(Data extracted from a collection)
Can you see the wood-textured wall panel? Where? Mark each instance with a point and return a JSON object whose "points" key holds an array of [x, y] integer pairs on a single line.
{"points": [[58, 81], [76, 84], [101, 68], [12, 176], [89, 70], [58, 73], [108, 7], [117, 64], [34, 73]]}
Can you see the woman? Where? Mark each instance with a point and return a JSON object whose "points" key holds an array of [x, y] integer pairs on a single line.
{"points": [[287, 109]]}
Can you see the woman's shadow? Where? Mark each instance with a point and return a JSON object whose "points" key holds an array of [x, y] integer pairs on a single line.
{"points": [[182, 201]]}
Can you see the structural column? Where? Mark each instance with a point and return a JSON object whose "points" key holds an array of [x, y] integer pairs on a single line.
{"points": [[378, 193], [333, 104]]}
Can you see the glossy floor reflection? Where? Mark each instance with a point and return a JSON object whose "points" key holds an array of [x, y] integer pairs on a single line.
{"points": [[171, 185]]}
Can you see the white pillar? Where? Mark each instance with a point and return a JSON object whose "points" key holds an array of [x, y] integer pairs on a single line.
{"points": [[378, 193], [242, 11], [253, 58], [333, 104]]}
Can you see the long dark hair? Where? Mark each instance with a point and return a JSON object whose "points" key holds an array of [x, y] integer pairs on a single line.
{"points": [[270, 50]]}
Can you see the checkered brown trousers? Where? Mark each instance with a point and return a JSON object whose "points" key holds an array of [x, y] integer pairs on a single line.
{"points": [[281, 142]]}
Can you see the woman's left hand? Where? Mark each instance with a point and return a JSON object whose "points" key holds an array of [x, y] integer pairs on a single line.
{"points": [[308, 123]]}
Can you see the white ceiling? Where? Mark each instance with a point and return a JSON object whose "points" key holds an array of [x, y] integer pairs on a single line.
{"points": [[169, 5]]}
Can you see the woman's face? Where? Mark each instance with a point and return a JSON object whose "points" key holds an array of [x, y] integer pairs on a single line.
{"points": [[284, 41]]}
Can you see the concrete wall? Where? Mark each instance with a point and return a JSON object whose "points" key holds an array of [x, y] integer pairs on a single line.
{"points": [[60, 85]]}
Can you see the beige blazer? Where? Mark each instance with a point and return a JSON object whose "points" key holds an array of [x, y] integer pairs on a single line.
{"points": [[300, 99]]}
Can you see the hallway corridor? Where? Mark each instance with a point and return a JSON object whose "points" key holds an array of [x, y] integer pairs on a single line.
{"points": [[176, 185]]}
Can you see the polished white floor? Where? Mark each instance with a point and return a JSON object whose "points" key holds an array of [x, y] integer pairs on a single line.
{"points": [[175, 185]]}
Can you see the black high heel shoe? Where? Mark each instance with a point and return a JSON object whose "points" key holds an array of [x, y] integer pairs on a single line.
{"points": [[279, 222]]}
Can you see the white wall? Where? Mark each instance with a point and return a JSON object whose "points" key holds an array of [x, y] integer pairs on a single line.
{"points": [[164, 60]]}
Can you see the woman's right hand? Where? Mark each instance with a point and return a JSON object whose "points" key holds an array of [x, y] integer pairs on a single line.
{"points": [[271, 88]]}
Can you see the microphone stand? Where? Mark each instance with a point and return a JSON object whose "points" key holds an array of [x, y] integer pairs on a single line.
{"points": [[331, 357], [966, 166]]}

- EXERCISE DETAILS: Duplicate every one of the records above, reproducing each line without any change.

- ANSWER FOR THIS EXERCISE:
Can you see the wood-textured wall panel? Where? Mark each instance with a point and return a JSON object whose "points" key holds an array of [x, y] integer pairs on a single line.
{"points": [[58, 81], [76, 84], [101, 68], [12, 176], [89, 70], [58, 73], [108, 7], [117, 64], [34, 73]]}
Can you see the woman? Where? Mark each instance with a point and return a JSON object whose "points" key holds an array of [x, y] integer pairs on a single line.
{"points": [[287, 109]]}
Can you see the woman's shadow? Where? Mark each instance with a point and return a JSON object whose "points" key holds an array of [x, y] integer pairs on a single line.
{"points": [[182, 201]]}
Can you see the structural column? Where? Mark each instance with a point and return a JSON object whose "points" key holds an array of [x, y] integer pairs on a single line.
{"points": [[378, 193], [333, 104]]}
Can you see the glossy floor reflection? Where? Mark each instance with a point and return a JSON object whose "points" key holds an array of [x, y] integer pairs on a single line.
{"points": [[171, 185]]}
Can you see the white pillar? Where? Mark each instance with a point and return a JSON object whose "points" key holds an array of [x, y] integer pairs on a single line.
{"points": [[378, 193], [242, 11], [253, 58], [333, 104]]}
Can you see the long dark hair? Where? Mark each instance with a point and return a JSON object whose "points" key holds an array of [x, y] integer pairs on a single line.
{"points": [[270, 50]]}
Can you see the checkered brown trousers? Where? Mark each instance with a point and return a JSON object whose "points" key holds an array of [x, y] integer pairs on a single line.
{"points": [[281, 142]]}
Can you see the woman's left hand? Where? Mark each instance with a point and return a JSON object whose "points" key holds an array of [x, y] integer pairs on a single line.
{"points": [[308, 123]]}
Can you see the white ceiling? Where? Mark each instance with a point and return a JSON object whose "points" key holds an array of [x, y] integer pairs on a single line.
{"points": [[169, 5]]}
Can you see the woman's face? Where? Mark each instance with a point and return a JSON object whose "points" key holds an array of [x, y] integer pairs on a single line.
{"points": [[284, 41]]}
Can you see the concrete wall? Where? Mark each instance with a point and return a JSON object whose "points" key holds an array of [x, y] integer pairs on a single line.
{"points": [[60, 85]]}
Can you see the beige blazer? Where? Mark each instance with a point and return a JSON object whose "points" key holds an array of [x, y] integer pairs on a single line.
{"points": [[300, 99]]}
Can you see the hallway corridor? Where? Mark each instance with a point and return a JSON object whose "points" key holds an array of [x, y] integer pairs on a single line.
{"points": [[176, 185]]}
Can you see the polished white floor? Where? Mark each instance with a point and return a JSON object whose "points" key holds an array of [x, y] integer pairs on a single line.
{"points": [[175, 185]]}
Can you see the black high heel shoe? Where? Mark each instance with a point and return a JSON object whose "points" key holds an array of [x, y] integer pairs on a single line.
{"points": [[279, 222]]}
Can you see the white wall? Where? Mark each instance with a point and return a JSON object whose "points" key holds an array of [x, y] integer pairs on a single line.
{"points": [[164, 60]]}
Can you see the woman's right hand? Where? Mark each instance with a point and return a JSON object whose "points" key holds an array of [x, y] integer pairs on a single line.
{"points": [[271, 88]]}
Can you see the microphone stand? Where? Mark each instance with a point and return a JSON object whose "points" key holds an array of [x, y] integer pairs on a single line.
{"points": [[331, 357], [966, 166]]}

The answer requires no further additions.